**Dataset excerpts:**
*** Begin section ***
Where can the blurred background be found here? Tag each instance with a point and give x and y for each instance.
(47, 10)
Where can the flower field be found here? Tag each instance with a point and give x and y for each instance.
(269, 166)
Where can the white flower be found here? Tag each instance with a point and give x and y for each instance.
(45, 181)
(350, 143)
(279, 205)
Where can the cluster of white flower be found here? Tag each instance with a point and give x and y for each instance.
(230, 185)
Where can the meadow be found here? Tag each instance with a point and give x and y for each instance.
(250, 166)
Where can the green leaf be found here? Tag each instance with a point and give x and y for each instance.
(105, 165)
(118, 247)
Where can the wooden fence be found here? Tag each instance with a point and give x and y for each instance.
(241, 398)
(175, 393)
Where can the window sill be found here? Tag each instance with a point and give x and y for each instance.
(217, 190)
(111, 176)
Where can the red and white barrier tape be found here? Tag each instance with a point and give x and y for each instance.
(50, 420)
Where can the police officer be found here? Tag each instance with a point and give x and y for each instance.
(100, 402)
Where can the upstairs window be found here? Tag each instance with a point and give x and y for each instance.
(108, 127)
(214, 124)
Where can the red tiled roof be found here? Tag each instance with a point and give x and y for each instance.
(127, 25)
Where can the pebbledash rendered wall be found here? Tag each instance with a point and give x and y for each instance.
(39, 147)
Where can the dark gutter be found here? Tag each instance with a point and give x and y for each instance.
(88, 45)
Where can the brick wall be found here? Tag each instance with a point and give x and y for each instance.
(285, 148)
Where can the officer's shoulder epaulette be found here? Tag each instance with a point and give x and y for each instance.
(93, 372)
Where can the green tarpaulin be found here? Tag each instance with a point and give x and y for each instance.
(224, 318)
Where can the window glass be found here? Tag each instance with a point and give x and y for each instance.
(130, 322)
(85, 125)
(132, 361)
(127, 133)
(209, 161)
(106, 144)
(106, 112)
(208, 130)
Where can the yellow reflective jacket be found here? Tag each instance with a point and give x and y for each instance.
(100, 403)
*** End section ***
**REQUIRED WORK:** After locating the line containing "Where can the green tarpaulin", write out that line and all remaining lines of the records exactly, with nothing added.

**ANSWER BELOW:**
Where can the green tarpaulin be found here? Tag each instance with a point and give x and y for each instance.
(224, 318)
Where can the window glass be found here? Tag each instance with a point and give x and y for each instance.
(130, 322)
(85, 125)
(132, 361)
(127, 133)
(209, 161)
(106, 144)
(106, 112)
(208, 130)
Where can the yellow reflective jacket be found here? Tag each instance with a point and give x and y for each instance.
(100, 403)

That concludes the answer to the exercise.